* [Data extract]:
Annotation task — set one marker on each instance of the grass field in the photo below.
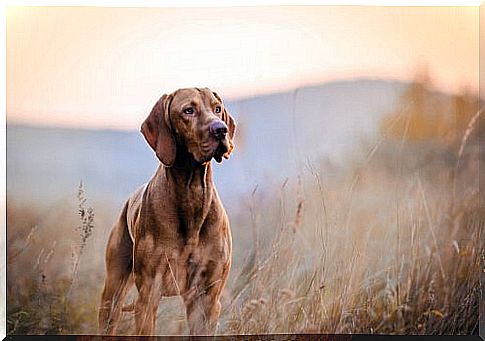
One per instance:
(388, 243)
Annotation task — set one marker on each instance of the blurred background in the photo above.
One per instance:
(352, 192)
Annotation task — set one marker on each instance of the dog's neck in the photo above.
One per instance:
(190, 174)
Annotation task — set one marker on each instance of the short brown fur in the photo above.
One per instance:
(172, 236)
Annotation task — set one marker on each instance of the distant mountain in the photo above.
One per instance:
(276, 134)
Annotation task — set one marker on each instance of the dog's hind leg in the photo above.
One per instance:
(119, 278)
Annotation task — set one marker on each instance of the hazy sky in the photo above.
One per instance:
(106, 67)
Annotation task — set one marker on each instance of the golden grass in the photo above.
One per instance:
(390, 246)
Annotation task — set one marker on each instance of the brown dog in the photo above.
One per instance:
(172, 237)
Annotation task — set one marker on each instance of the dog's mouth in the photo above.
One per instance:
(221, 149)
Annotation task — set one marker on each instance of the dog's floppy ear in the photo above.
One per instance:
(157, 131)
(231, 125)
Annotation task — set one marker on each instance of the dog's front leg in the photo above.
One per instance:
(203, 313)
(146, 305)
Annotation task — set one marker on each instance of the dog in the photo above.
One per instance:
(173, 235)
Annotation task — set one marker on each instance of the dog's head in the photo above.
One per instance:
(191, 120)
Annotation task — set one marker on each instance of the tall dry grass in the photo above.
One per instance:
(387, 244)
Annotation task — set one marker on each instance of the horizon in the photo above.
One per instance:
(68, 126)
(104, 67)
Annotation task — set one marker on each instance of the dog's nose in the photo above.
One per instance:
(218, 129)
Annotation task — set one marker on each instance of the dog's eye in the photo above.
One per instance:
(189, 111)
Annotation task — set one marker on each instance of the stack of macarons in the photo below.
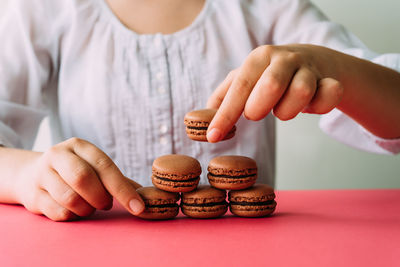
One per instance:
(174, 174)
(176, 177)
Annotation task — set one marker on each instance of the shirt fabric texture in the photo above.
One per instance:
(127, 93)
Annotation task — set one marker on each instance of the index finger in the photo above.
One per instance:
(111, 177)
(233, 104)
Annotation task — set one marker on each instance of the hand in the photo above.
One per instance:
(73, 179)
(285, 79)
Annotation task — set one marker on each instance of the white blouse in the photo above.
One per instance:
(127, 93)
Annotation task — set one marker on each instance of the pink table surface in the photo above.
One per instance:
(309, 228)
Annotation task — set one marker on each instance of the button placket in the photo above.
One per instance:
(161, 98)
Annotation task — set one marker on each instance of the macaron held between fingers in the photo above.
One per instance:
(232, 172)
(204, 202)
(160, 205)
(176, 173)
(197, 123)
(256, 201)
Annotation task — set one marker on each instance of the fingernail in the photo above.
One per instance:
(214, 135)
(306, 110)
(109, 205)
(136, 206)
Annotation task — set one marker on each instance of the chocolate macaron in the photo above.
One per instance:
(204, 202)
(197, 122)
(232, 172)
(159, 204)
(176, 173)
(256, 201)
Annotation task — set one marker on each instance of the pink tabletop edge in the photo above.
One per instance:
(309, 228)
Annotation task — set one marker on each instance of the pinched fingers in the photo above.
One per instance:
(270, 88)
(237, 93)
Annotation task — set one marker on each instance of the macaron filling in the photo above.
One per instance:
(233, 176)
(211, 204)
(169, 205)
(263, 203)
(174, 180)
(197, 128)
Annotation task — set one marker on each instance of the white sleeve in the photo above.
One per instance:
(302, 22)
(27, 66)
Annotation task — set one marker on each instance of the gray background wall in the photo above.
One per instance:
(306, 158)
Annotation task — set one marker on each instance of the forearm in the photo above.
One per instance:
(371, 95)
(13, 163)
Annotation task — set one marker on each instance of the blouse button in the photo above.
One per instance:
(163, 129)
(161, 89)
(159, 76)
(163, 140)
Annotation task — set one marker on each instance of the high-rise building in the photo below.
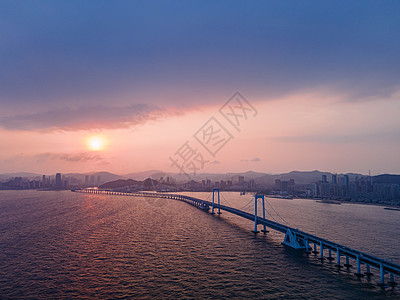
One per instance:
(334, 179)
(346, 181)
(58, 181)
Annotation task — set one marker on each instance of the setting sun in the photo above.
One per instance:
(96, 142)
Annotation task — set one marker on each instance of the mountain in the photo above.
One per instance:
(119, 183)
(104, 176)
(386, 178)
(155, 174)
(19, 174)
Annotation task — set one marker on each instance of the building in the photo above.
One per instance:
(58, 181)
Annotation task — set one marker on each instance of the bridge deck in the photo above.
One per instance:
(363, 258)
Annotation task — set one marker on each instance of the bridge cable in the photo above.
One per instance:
(270, 215)
(278, 213)
(229, 204)
(246, 206)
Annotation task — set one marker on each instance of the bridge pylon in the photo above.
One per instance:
(256, 197)
(212, 210)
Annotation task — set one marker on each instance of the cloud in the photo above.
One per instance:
(68, 157)
(96, 117)
(384, 137)
(255, 159)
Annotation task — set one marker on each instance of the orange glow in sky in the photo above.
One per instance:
(96, 142)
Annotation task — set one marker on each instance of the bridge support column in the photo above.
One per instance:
(358, 274)
(214, 190)
(330, 258)
(255, 213)
(347, 264)
(265, 226)
(219, 210)
(338, 258)
(368, 273)
(307, 246)
(321, 248)
(392, 282)
(382, 283)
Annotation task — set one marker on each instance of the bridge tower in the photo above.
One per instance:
(256, 197)
(212, 210)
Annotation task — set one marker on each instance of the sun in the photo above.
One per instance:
(96, 142)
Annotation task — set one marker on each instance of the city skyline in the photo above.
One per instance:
(101, 87)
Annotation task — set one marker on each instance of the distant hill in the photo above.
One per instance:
(104, 176)
(19, 174)
(386, 178)
(119, 183)
(146, 174)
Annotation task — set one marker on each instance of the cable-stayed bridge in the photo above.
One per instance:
(294, 238)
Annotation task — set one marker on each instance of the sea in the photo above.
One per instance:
(66, 245)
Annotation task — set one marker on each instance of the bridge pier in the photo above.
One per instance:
(307, 244)
(265, 226)
(338, 258)
(214, 190)
(347, 264)
(358, 274)
(392, 283)
(330, 258)
(368, 273)
(321, 248)
(256, 213)
(382, 272)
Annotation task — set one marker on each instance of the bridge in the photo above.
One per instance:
(294, 238)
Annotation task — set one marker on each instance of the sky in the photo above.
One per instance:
(199, 86)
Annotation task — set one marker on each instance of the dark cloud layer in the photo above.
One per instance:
(100, 117)
(188, 53)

* [How to complete this task]: Every line of the listing that includes the word "fingers" belongs in the answer.

* [Task solution]:
Annotation task — set one marker on each instance of the macaron held between fingers in the photo above.
Annotation task — set one marker on each instance of the pinched fingers in the photo above.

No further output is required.